## What to work on
a. In the passage on the Axians remote patient monitoring project, which intangible design principles were identified during the empathetic phase?
b. Continue the passage about the Axians remote patient monitoring project from its last sentence.

## Passage provided
= Beginning of Section =

Developing a project in the healthcare sector is always exciting, especially when it brings innovations that have a significant impact on the end users, the patients.
In 2021, the VINCI Energies ICT brand, Axians, launched the development of a solution for sensor-based remote monitoring of a range of parameters such as heart rate, oxygen saturation and body temperature.
The aim is to more effectively track changes in patients with chronic heart and lung problems, and those affected by COVID‑19, and anticipate any worsening of their condition.
These illnesses have an enormous impact on people’s lives, and on the economy, because they result in hospitalisations, expensive treatments, a deterioration in living conditions, and in the worst cases, even death.
User-centric
The Axians team, which includes software engineers, IoT specialists, data scientists and designers, adopted a human-centric approach in the design of this new tool, taking care to ensure it meets the needs of patients and healthcare professionals.
They began the project by visiting a healthcare setting in Portugal where some of the patients were already being remotely monitored in their homes. The exchange and collection of data from doctors and nurses are invaluable in understanding how they manage hospital-at-home care for their patients.
Interviews with team members’ friends and relatives living with this type of disease provided a clearer understanding of the patients’ point of view.
Rapid ideation
With this empathetic phase, Axians was determined to transform all the information collected into insights, which were constantly discussed and approved with the customer. During this period, intangible design principles were identified, such as trust, simplicity and positive mood.

= End of Section =

## Extracted material
= Beginning of Section =

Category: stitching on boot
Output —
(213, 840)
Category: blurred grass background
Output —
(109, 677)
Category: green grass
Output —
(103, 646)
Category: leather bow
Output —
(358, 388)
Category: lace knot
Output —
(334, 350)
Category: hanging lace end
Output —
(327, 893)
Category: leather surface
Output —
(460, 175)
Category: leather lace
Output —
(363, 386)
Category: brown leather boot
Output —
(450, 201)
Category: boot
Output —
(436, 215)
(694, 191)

= End of Section =

## Written responses
a. Trust, simplicity and positive mood.

b.
The solution is already being used by patients and doctors
There then followed an exploration of the different design options through rapid ideation cycles with prototypes submitted for customer approval. It became clear that a prototype is worth a thousand meetings. This process was instrumental in matching up different stakeholder requirements to ensure that the solution would be accepted before a single line of code was written.
While the design and prototyping were in progress, Axians was also working to create the solution’s visual universe. The team explored various options in connection with users’ cognitive processes and the communication style, which needed to be caring and emotional while leaving no possibility for doubt or error when using the solution.
Fluid adoption
The transition to the development phase was fluid and effective, because the UX design, business analysis, technical and development teams had all worked closely together throughout the prototype approval stages and development process.
The solution, which started out as an MVP [minimum viable product] and was developed using agile methodology, is already being used by patients and doctors in several hospitals.